CONSIGNAS:
**a)** Responde estas preguntas sobre el texto acerca de San Agustín:
(i) ¿En qué año dejó de existir el hombre del que trata el texto?
(ii) ¿Qué pensador clásico influyó especialmente en Agustín al comenzar su camino en la filosofía?
(iii) ¿Cómo se llamaba el padre de Agustín y qué cargo desempeñaba?
**b)** Cita sin cambios el fragmento del texto sobre San Agustín que comienza con "Sin duda a San" y sigue hasta "que habitamos hoy.".

TEXTO FUENTE:
※ ※ ※
Corría el año de 430 d.C. cuando dejo de existir un hombre que orientó su vida hacia la búsqueda de la verdad, y encontró, en su interior, dos caminos que convergen y están profundamente conectados, la filosofía y la religión. Supo entonces que esta cercanía nace del alma, y es ahí donde la existencia encuentra su verdadero sentido.
Aurelio Agustín de Hipona comenzó su camino en la Filosofía influenciado por los pensadores clásicos, especialmente por Platón, cuya visión espiritual resonó con su insistente búsqueda de la verdad. Y, ¿qué es la verdad? Una pregunta que puede parecer simple, pero que en filosofía es profunda y está íntimamente vinculada con la razón. Sin embargo, su propia formación, y esa misma razón, le ofrecían aún más preguntas, pero, sin respuestas contundentes; no calmaba la inquietud que lo envolvía, pues sucede que la filosofía, tiene más preguntas, que respuestas absolutas. Por ello, su historia habla de su profundo deseo en comprender el estrecho vínculo entre estas dos vertientes. Fue entonces cuando comenzó una preparación tanto intelectual como espiritual, que lo llevaría a integrar la razón con la experiencia interior, y a reconocer que la verdad no se impone desde fuera, se descubre dentro. San Agustín eligió el silencio interior para transformarse a sí mismo, y desde ahí, transformar todo lo que lo rodeaba.
Sin duda a San Agustín le tocó vivir en una época difícil, en la que estar en desacuerdo se interpretaba como una forma de agresión. El Imperio Romano en esa época atravesaba una crisis total; la gente, desorientada, ya no sabía en qué creer. Todo lo que un día fue, la antigua Roma imperial, comenzaba a desmoronarse, y el imperio estaba a punto de caer y partirse en dos. En realidad, si lo analizamos, no es tan distinto del mundo que habitamos hoy.
Sus padres fueron dos figuras opuestas, que representaban dos vías distintas por las que el mismo oscilaba. Su padre, Patricio, funcionario del Imperio Romano y pagano durante casi toda su vida, se convirtió al cristianismo poco antes de morir. Se dice que era estricto y ambicioso; se interesaba más por el éxito académico de su hijo que por su formación espiritual. Su madre, Mónica de Tagaste, —después de su canonización la llamaron “Santa Mónica”— en cambio, era una mujer profundamente cristiana y devota. En sus escritos, San Agustín le dedicó emotivas páginas, especialmente al narrar el momento de su muerte, un pasaje que refleja no solo su dolor, sino también su admiración.
※ ※ ※
DATOS PROPORCIONADOS:

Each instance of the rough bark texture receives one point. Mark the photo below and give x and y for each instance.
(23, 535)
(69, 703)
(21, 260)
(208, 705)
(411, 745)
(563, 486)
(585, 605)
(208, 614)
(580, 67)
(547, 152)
※ ※ ※
SOLUCIONES DESARROLLADAS:
**a)**
(i) En el año 430 d.C.
(ii) Platón.
(iii) Se llamaba Patricio y era funcionario del Imperio Romano.

**b)**
Sin duda a San Agustín le tocó vivir en una época difícil, en la que estar en desacuerdo se interpretaba como una forma de agresión. El Imperio Romano en esa época atravesaba una crisis total; la gente, desorientada, ya no sabía en qué creer. Todo lo que un día fue, la antigua Roma imperial, comenzaba a desmoronarse, y el imperio estaba a punto de caer y partirse en dos. En realidad, si lo analizamos, no es tan distinto del mundo que habitamos hoy.